| GIVEN EXERCISE |
How would the text on pre-pack administration sales continue after its last line, the heading "What is a pre-pack administration?"

A pre-packaged administration sale (‘pre-pack’) involves the immediate sale of an insolvent company’s business or assets upon the appointment of the administrator. Here, we explain the procedure, its advantages and disadvantages and how those involved with the company may be affected. Contact one of our experienced insolvency solicitors today. 

Jump to:

  1. What is a pre-pack administration?
  2. Advantages to a pre-pack
  3. Disadvantages to a pre-pack
  4. Protective measures
  5. How much does a pre-pack cost?
  6. Directors in a pre-pack situation
  7. Employee rights and redundancy in a pre-pack situation
  8. Creditors’ rights in a pre-pack situation
    1. Employees
    2. Suppliers
    3. HMRC
  9. Can a pre-pack be stopped?
  10. What is the Pre Pack Pool?
  11. CVAs vs pre-pack

What is a pre-pack administration?

| ENTRIES SHOWN |
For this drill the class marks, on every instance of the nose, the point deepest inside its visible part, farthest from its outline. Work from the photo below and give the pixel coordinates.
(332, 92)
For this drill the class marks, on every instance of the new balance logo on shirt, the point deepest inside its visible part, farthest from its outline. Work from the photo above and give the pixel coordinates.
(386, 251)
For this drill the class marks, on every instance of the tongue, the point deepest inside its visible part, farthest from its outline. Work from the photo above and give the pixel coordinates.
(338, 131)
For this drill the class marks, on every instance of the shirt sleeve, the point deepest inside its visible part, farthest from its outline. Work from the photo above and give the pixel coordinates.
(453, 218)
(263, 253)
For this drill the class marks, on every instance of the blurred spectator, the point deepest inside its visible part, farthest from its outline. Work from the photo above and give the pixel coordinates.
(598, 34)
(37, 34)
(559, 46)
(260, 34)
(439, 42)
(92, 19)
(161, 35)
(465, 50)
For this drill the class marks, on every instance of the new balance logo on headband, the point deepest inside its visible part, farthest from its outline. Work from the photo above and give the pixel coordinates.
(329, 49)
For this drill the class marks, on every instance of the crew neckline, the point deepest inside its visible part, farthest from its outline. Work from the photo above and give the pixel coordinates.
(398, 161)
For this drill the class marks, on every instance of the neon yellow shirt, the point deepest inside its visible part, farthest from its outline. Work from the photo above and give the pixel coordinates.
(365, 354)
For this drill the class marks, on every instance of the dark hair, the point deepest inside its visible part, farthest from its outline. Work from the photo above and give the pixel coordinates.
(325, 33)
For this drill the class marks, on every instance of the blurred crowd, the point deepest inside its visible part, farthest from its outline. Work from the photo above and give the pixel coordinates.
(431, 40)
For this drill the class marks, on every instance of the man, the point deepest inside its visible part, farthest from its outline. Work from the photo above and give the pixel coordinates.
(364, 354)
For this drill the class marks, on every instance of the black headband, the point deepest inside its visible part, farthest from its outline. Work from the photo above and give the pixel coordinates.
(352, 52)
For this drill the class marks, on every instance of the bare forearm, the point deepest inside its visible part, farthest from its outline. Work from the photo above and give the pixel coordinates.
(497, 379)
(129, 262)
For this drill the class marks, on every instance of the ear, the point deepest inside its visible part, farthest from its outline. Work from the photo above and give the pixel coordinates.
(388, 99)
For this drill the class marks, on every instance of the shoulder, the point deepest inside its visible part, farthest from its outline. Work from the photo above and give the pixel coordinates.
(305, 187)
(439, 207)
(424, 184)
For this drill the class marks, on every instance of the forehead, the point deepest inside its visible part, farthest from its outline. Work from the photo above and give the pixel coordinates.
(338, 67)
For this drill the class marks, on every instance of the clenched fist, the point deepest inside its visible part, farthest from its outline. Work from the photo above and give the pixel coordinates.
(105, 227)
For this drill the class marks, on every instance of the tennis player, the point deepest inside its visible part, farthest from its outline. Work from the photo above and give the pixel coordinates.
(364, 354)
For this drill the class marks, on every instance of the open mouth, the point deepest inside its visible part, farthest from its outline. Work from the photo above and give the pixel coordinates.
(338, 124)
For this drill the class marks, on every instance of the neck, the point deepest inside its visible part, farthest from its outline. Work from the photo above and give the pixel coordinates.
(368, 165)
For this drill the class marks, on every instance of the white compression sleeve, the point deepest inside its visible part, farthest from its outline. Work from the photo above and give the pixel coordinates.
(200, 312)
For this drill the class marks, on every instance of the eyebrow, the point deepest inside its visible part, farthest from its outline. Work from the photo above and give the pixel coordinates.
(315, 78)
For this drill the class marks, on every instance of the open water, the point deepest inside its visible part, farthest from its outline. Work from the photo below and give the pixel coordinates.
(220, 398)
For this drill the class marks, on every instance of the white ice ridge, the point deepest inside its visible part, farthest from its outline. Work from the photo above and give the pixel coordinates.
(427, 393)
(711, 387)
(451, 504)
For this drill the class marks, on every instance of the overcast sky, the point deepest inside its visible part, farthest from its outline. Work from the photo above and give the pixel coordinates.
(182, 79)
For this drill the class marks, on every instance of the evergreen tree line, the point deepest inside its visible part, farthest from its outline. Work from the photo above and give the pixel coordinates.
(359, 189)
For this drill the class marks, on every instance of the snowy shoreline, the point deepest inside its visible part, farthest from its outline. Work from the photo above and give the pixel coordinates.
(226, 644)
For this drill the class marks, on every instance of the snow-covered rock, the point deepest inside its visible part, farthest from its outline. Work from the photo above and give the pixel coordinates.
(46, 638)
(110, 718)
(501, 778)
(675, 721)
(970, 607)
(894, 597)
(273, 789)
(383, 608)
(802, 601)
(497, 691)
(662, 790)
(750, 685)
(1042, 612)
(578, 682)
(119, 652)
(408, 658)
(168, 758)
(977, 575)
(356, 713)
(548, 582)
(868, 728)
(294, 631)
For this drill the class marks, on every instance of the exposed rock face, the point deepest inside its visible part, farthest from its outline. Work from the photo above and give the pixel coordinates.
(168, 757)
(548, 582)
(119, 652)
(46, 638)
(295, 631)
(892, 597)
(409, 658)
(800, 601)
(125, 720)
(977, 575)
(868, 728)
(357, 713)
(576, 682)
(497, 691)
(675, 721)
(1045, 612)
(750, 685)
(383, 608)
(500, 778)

| RESULT FOR THIS TASK |
A pre-pack administration is where an insolvent company is placed into administration (see Administration), either by a court order or by the out-of-court route, and the administrator then immediately sells either the business as a going concern or some or all of the company’s business and assets to a third party. Due to the speed of the sale, terms are arranged before the company goes into administration so completion takes place immediately without the need to trade the business in administration. The purchaser of the business and/or assets may be the directors of the insolvent company or a third party, such as a competitor.

Any debts or liabilities of the insolvent company remain in the company post-sale and are dealt with by the administrator, while any assets which have not been sold as part of the pre-pack sale may be sold separately for the benefit of those creditors. The money paid for the business or assets sold in the pre pack goes back to the company in administration, and is used to repay the costs of the administration, including to repay creditors of the company. The insolvent company will come out of administration once all the affairs are resolved, often moving into liquidation and eventually being dissolved.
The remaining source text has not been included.